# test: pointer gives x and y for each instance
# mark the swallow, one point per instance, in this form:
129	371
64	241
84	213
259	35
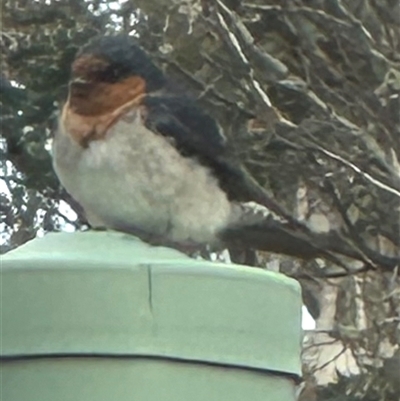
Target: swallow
144	159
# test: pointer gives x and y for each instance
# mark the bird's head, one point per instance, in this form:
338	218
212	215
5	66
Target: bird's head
109	72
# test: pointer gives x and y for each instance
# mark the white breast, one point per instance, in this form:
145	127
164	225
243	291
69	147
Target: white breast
136	180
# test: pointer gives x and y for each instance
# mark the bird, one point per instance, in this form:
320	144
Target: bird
143	158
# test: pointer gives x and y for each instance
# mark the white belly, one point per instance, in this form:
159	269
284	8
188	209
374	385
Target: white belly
136	180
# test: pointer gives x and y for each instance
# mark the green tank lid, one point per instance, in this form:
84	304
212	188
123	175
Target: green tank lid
109	295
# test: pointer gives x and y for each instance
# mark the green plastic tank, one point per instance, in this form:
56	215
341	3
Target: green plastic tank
103	316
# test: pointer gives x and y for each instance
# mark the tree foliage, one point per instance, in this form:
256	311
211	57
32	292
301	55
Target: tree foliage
308	94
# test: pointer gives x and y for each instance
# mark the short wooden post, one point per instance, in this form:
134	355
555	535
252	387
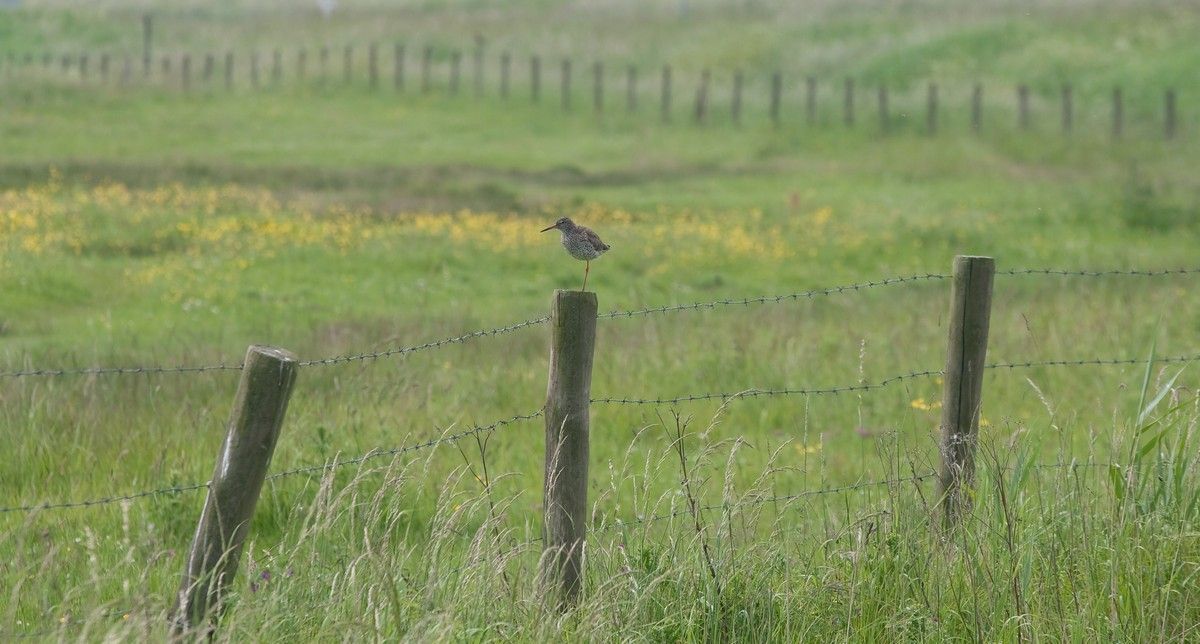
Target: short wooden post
1067	109
598	86
397	67
373	65
1169	115
702	97
426	64
1023	107
665	101
810	100
736	104
565	491
253	429
1117	113
631	89
455	71
931	110
505	73
777	90
977	108
565	84
534	78
147	36
963	381
849	103
885	121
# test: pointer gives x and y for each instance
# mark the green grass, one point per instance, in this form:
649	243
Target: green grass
145	227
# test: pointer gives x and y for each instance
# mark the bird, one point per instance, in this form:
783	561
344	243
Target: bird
581	242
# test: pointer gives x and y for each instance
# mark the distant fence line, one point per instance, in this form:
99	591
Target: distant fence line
213	70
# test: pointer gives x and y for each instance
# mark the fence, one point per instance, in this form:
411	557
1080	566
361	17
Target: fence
922	107
267	377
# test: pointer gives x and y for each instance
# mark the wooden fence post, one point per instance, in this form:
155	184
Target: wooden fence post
849	103
455	71
883	109
1067	109
535	79
397	67
565	79
931	110
373	65
598	86
253	429
702	97
736	107
426	62
777	90
565	491
977	108
1117	114
665	103
1023	107
505	73
963	381
1169	115
631	89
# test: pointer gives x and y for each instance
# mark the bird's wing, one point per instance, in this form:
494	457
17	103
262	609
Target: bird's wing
594	240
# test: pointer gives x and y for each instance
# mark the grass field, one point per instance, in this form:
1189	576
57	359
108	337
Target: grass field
145	226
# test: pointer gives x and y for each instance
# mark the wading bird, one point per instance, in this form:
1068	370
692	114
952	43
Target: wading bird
581	242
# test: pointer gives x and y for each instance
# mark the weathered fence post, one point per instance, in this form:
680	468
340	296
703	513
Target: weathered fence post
849	103
1023	107
736	106
455	71
373	66
931	110
426	62
505	73
1117	113
535	78
1067	109
665	103
777	90
883	109
147	34
565	79
631	89
253	429
702	97
598	86
565	491
810	100
1169	115
397	67
963	381
977	108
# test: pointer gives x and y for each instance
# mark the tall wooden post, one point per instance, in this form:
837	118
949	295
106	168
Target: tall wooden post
565	491
253	429
963	381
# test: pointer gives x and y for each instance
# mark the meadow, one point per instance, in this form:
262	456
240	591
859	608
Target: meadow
143	226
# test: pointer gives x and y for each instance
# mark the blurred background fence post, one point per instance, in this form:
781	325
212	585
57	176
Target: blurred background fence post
573	326
259	407
963	381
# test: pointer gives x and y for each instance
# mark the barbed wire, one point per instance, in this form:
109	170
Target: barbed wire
773	299
306	469
868	386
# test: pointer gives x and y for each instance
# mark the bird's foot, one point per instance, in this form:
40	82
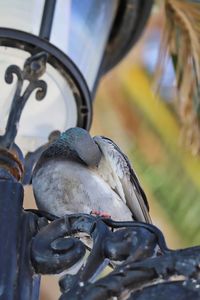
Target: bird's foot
99	213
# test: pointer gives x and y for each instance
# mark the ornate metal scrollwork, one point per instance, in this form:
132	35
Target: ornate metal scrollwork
34	68
140	263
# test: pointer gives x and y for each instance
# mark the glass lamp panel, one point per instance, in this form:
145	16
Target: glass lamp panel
25	15
81	29
57	111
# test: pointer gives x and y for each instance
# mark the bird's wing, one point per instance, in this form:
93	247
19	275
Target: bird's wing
122	178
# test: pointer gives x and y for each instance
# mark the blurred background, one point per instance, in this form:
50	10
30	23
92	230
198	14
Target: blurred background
145	126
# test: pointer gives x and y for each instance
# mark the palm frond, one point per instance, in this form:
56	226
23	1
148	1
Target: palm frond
181	40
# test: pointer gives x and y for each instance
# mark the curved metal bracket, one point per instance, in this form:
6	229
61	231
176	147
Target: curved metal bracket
34	68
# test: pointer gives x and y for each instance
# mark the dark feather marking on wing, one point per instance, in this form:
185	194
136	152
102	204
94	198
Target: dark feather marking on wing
133	177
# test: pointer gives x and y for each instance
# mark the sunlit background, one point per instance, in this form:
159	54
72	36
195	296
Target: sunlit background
147	129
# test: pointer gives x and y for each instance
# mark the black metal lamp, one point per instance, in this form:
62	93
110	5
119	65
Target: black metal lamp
78	42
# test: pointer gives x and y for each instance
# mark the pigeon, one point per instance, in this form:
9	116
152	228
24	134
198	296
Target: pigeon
81	174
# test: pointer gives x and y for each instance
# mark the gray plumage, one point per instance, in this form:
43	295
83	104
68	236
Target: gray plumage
78	173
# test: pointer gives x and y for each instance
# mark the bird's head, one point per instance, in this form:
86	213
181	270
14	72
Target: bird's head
79	142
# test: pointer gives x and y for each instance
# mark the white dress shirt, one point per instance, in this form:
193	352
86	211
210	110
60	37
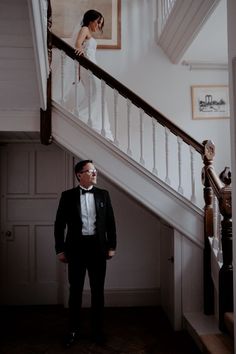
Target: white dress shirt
88	212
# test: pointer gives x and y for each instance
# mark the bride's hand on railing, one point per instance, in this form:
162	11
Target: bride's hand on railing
79	51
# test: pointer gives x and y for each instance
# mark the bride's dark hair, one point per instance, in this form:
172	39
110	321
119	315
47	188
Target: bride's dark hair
90	16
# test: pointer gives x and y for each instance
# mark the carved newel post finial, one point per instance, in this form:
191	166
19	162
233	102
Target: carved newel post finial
226	271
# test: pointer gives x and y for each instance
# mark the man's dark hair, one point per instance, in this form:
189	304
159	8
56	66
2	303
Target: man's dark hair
80	165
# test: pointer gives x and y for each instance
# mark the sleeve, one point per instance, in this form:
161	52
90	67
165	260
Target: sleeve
111	225
60	225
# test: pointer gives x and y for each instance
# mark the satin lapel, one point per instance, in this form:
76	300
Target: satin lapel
77	196
97	201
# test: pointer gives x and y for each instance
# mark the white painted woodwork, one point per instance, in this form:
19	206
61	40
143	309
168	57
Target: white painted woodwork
137	181
32	178
231	6
182	25
103	100
18	85
167	271
38	21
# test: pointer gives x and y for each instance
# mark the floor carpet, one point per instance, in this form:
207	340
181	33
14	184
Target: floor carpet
40	330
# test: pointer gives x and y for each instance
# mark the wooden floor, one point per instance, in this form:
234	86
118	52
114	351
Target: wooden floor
40	330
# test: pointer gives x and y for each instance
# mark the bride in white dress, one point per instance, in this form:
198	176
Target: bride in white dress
86	45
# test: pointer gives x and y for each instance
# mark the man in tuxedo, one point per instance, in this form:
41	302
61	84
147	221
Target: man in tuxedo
86	213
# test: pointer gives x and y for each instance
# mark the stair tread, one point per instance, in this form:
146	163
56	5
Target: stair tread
217	343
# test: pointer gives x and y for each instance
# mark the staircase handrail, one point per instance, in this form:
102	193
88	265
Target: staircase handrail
210	179
127	93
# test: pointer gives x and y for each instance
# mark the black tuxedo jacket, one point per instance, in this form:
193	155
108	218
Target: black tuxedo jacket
68	218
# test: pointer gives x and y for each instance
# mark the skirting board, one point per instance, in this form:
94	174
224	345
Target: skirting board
125	297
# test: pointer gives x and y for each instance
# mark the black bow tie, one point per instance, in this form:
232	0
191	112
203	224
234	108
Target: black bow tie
84	191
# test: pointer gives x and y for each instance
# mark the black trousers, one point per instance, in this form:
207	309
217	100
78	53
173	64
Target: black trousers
90	258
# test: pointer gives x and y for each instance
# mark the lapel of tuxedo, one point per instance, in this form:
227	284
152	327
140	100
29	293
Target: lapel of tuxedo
77	198
98	201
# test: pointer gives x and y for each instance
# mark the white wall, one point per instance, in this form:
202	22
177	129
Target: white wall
232	54
133	275
144	68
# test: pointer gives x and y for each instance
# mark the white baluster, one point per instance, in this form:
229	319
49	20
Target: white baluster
76	65
180	142
141	112
103	86
220	252
129	152
167	133
154	170
90	123
116	142
63	57
215	243
192	154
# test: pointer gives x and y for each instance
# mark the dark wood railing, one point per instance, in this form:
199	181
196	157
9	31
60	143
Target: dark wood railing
127	93
210	181
221	188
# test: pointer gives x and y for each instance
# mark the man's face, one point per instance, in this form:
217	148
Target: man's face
88	176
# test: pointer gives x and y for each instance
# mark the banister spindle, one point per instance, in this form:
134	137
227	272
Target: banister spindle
129	152
103	87
180	142
167	133
192	166
141	112
63	57
154	170
116	142
215	243
90	123
76	64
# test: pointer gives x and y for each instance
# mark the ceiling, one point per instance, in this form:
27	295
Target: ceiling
210	45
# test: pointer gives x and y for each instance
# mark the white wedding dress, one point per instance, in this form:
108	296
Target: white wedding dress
88	86
92	88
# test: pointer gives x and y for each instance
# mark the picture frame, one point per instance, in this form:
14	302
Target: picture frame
66	15
210	101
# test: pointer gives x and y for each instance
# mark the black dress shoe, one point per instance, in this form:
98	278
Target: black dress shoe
71	338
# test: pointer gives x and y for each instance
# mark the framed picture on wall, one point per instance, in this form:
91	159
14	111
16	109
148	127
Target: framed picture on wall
210	101
67	15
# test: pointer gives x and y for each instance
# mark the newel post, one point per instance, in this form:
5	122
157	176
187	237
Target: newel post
226	271
209	153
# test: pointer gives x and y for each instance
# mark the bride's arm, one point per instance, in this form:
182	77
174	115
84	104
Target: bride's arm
82	35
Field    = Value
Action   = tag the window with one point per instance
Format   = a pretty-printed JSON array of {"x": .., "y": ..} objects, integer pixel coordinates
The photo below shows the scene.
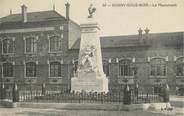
[
  {"x": 158, "y": 67},
  {"x": 55, "y": 69},
  {"x": 125, "y": 67},
  {"x": 8, "y": 70},
  {"x": 180, "y": 67},
  {"x": 31, "y": 69},
  {"x": 55, "y": 44},
  {"x": 31, "y": 44},
  {"x": 8, "y": 45},
  {"x": 106, "y": 67}
]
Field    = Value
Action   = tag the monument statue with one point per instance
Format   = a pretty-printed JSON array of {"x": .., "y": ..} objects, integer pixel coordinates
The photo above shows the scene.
[
  {"x": 91, "y": 11},
  {"x": 90, "y": 76}
]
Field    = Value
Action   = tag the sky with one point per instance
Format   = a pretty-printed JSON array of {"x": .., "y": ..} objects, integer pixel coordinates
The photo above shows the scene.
[{"x": 113, "y": 20}]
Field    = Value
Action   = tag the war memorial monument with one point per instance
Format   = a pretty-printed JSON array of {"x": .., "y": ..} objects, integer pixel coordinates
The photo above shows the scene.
[{"x": 90, "y": 75}]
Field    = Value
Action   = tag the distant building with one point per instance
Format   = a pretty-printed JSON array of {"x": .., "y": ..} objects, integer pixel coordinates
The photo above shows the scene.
[{"x": 43, "y": 47}]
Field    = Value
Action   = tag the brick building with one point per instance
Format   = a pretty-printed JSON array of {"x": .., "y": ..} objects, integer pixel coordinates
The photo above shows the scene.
[{"x": 43, "y": 47}]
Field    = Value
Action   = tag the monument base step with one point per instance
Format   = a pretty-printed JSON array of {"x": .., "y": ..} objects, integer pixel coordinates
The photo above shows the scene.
[{"x": 89, "y": 84}]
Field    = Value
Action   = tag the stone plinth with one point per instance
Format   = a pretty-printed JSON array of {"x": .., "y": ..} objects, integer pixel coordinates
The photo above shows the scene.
[{"x": 90, "y": 75}]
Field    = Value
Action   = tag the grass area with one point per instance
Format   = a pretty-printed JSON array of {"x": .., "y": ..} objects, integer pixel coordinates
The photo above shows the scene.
[{"x": 58, "y": 112}]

· · · · · · ·

» **Exercise**: Find every line in the records above that contains the word "plastic", and copy each of those lines in full.

» **Exercise solution**:
# mark the green plastic tank, one point per instance, in this form:
Target: green plastic tank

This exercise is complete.